Directive 1: In the forum post about converting Word files, what tool does the poster use to access Word?
Directive 2: List every module imported by the code in the forum post about converting Word files.
Directive 3: Write what comes next in the forum post about converting Word files, picking up after its final line.

Reading passage:
-*-

Search code examples
pythondoc

Trouble with accessing Word using Win32 and COM


Recently I have been trying to convert .doc files into a new format, so that it is easier to work with the data. So, I decided to convert the .doc files to .docx files because there is a lot of flexibility from there, and I thought this task would be easy. However, I thought wrong. I am currently trying to use Win32 to access Word and for some reason it isn't working. Here is my code:

import win32com.client as win32
import os
import re
from win32com.client import constants 

def SaveAsDocx(path):
  word = win32.gencache.EnsureDispatch("Word.Application")
  doc = word.Documents.Open(path)
  doc.Activate()

  new_file_abs = os.path.abspath(path)
  new_file_abs = re.sub(r'\. \w+$', '.docx', new_file_abs)

-*-

Supplied data:

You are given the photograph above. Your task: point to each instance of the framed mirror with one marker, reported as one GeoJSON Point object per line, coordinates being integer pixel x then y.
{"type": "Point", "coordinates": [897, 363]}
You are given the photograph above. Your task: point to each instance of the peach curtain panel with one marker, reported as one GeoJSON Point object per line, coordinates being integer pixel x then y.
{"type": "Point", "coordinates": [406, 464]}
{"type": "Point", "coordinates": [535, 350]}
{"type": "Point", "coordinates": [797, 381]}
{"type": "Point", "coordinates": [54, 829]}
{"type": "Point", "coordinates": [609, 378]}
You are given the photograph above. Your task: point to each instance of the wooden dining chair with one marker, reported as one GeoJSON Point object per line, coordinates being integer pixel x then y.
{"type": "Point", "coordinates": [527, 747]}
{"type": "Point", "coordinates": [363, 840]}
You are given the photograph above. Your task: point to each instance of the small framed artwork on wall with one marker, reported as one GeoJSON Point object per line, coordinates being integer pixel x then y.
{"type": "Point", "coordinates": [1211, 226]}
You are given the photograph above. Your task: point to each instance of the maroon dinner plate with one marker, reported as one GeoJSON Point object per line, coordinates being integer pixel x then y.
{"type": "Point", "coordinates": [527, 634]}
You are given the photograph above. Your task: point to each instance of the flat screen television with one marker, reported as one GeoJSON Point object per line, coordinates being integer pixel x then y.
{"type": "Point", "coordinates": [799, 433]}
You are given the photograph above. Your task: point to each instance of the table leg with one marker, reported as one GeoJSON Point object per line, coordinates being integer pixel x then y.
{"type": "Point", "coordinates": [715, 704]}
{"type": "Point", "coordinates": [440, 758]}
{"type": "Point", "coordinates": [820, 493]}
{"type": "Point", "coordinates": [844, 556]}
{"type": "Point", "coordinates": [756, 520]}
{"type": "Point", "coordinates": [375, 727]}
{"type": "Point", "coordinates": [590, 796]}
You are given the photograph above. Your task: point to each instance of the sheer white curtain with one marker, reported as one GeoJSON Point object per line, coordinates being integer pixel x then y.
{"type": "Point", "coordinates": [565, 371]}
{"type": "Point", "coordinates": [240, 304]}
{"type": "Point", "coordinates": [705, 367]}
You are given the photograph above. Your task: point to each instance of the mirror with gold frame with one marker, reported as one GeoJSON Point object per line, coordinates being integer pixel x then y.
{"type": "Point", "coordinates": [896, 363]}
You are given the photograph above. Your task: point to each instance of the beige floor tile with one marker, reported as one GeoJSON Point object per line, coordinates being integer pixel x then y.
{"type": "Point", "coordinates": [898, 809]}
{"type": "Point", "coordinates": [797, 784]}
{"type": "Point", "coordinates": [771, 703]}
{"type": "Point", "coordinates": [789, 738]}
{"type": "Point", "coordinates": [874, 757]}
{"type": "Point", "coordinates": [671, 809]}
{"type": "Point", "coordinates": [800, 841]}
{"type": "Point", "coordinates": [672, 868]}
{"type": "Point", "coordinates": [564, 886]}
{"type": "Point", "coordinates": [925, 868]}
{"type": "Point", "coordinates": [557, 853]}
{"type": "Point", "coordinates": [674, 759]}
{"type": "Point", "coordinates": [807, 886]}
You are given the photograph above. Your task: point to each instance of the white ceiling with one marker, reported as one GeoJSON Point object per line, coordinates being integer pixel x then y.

-*-

Right answer 1: Win32

Right answer 2: win32com.client, os, re

Right answer 3:
  word.ActiveDocument.SaveAs(
      new_file_abs, FileFormat=constants.wdFormatXMLDocument
  )
  doc.Close(False)
  print('done')

SaveAsDocx("(1)2014-06-18.doc")

The error I get is:

Traceback (most recent call last):
  File "c:/Users/gawel/OneDrive/Desktop/scraping/doctotxt.py", line 20, in <module> 
    SaveAsDocx("(1)2014-06-18.doc")
  File "c:/Users/gawel/OneDrive/Desktop/scraping/doctotxt.py", line 9, in SaveAsDocx
    doc.Activate()
AttributeError: 'NoneType' object has no attribute 'Activate'

I have done a lot of research, and I just don't know where to go from here. I thought maybe something is wrong with my Word application, but I don't know how to fix it. Any help would be appreciated. Additionally, if anyone knows of a different approach to ultimately convert .doc files into TXT/PDF/DOCX files, please let me know. This seemingly easy project has consumed way too much of my time.


Solution

  • You are almost there and need to change just a few little things:

    • No need for Activate(), you can omit this
    • I think that your regular expression does not do the job correctly
    • You should quit the Word application after saving the file

    So this should work:

    def SaveAsDocx(path):
      word = win32.gencache.EnsureDispatch("Word.Application")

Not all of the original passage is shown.